Instructions to follow
Rewrite every line from the first line through the one containing "133], [369, 120]]", both ends included and requests kept, multiplying each vertex coordinate in the answers by 1.05 and rounding it to a whole number, with halves rounded up. Leave every number in the requests unchanged.

Data rows
◆ ◆ ◆

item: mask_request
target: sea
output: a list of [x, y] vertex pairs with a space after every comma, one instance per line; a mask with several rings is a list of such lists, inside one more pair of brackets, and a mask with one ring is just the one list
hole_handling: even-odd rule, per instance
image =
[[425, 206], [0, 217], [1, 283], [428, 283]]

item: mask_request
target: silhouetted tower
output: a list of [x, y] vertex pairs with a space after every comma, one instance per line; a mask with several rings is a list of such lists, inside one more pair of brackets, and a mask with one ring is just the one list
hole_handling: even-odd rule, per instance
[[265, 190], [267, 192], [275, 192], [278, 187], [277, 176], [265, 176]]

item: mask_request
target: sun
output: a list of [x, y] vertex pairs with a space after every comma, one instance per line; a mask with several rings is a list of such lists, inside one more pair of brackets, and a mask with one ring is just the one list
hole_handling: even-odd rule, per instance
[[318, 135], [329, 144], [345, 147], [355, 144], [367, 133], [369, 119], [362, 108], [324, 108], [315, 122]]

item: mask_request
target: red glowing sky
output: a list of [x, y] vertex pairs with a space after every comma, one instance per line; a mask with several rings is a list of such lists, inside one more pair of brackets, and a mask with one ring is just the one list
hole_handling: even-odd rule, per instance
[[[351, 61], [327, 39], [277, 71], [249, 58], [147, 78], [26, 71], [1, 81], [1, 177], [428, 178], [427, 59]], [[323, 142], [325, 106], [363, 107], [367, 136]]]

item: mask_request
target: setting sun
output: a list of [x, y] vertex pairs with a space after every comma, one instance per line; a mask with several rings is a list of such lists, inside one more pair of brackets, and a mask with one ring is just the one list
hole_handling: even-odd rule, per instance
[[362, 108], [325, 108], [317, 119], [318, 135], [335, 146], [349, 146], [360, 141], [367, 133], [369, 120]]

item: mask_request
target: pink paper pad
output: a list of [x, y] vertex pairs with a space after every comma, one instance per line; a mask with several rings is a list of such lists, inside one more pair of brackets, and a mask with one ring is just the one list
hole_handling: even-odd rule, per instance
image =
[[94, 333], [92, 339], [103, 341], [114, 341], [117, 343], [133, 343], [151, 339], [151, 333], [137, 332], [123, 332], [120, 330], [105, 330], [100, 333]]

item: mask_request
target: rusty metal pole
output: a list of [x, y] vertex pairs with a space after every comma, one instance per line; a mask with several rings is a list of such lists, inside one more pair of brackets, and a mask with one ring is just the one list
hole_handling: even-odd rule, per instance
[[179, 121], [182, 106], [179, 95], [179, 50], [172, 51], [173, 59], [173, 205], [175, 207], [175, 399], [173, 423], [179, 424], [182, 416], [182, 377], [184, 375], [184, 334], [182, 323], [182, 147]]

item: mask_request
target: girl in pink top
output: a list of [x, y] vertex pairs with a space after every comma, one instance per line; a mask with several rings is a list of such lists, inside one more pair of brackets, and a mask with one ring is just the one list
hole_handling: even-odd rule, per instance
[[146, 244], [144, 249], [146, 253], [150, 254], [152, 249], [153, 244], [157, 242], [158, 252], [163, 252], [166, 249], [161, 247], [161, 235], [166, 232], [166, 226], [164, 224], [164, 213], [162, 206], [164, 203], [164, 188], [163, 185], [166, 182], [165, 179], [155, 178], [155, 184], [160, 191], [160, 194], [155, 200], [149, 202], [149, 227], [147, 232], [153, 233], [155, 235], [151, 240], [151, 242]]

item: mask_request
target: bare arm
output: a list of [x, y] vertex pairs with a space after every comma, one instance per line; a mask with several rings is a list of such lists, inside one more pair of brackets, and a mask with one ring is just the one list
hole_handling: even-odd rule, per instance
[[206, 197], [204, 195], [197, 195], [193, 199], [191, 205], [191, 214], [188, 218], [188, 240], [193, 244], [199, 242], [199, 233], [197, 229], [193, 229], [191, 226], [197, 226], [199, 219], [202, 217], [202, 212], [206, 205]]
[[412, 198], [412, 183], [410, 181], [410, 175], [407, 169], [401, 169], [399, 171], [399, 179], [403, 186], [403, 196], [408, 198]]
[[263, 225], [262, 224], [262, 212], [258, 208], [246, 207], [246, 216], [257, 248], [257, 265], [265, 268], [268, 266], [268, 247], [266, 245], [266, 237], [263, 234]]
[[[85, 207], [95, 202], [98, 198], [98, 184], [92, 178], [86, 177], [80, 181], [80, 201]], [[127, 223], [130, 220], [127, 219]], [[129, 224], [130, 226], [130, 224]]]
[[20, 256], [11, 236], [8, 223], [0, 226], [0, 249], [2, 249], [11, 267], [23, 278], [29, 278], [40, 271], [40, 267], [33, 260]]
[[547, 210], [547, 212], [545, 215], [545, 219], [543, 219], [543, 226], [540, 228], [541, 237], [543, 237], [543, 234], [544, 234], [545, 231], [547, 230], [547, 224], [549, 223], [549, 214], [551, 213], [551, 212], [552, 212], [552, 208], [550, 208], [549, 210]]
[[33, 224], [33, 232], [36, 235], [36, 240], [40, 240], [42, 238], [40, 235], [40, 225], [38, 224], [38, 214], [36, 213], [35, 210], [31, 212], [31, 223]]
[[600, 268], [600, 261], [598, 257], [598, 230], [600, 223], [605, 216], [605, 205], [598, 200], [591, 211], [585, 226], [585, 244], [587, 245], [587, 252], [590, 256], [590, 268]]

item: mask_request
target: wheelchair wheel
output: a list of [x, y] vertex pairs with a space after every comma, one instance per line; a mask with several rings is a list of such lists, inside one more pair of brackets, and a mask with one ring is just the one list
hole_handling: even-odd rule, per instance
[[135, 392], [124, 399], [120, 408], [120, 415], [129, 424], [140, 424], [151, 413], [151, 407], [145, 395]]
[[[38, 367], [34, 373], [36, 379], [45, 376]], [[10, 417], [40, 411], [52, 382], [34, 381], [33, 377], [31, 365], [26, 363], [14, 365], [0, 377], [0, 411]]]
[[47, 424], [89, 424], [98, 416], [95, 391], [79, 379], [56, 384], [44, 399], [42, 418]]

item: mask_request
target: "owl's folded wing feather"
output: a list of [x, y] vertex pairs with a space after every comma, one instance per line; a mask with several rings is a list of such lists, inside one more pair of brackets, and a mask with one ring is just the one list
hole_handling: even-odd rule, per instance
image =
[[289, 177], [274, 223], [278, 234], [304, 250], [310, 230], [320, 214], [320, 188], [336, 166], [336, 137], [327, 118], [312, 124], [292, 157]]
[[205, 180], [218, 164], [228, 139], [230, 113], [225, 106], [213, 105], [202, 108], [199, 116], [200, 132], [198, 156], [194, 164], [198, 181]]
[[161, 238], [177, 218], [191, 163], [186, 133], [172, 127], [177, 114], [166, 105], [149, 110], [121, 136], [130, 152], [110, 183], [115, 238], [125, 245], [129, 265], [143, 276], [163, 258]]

◆ ◆ ◆

Response for this exercise
item: mask_request
target: sea
output: a list of [x, y] vertex pairs with a space after every comma, one instance per line; a mask with several rings is a list of such lists, inside one more pair of brackets, and a mask with one ring is just the one list
hole_handling: even-odd rule, per instance
image =
[[446, 216], [0, 228], [1, 297], [449, 297]]

item: mask_request
target: silhouetted tower
output: a list of [x, y] vertex pairs with a space after every comma, one instance per line; a mask with several rings is a list of such lists, inside one more pair of brackets, and a mask with one ring is just the one list
hole_handling: even-odd rule, per instance
[[278, 200], [280, 202], [289, 202], [292, 196], [291, 185], [278, 185]]

item: mask_request
target: sun
output: a list of [x, y] vertex pairs with a space after every comma, one instance per line; a mask with several rings is a list of such lists, inside one more pair of brackets, and a mask with one ring is just the one list
hole_handling: even-odd rule, per instance
[[334, 142], [345, 151], [362, 154], [373, 151], [385, 140], [387, 125], [380, 113], [340, 113], [331, 128]]

item: mask_request
target: red glowing sky
output: a list of [x, y] vertex pairs with a space after every comma, one instance per line; a mask with several rings is a list of such lists, inside one more pair of brackets, and a mask with one ring is just the one list
hole_handling: even-odd rule, per instance
[[[369, 64], [343, 41], [291, 75], [261, 61], [154, 82], [27, 75], [1, 85], [1, 186], [449, 187], [448, 62]], [[339, 149], [341, 111], [381, 112], [385, 143]]]

item: mask_request
target: setting sun
output: a list of [x, y] vertex pairs with a space after every comma, one instance per line; a mask with several rings is a list of such lists, inside one more pair of brackets, and a mask with one ring is just the one list
hole_handling: even-odd rule, per instance
[[380, 113], [341, 113], [333, 125], [334, 142], [352, 153], [366, 153], [378, 148], [385, 140], [387, 126]]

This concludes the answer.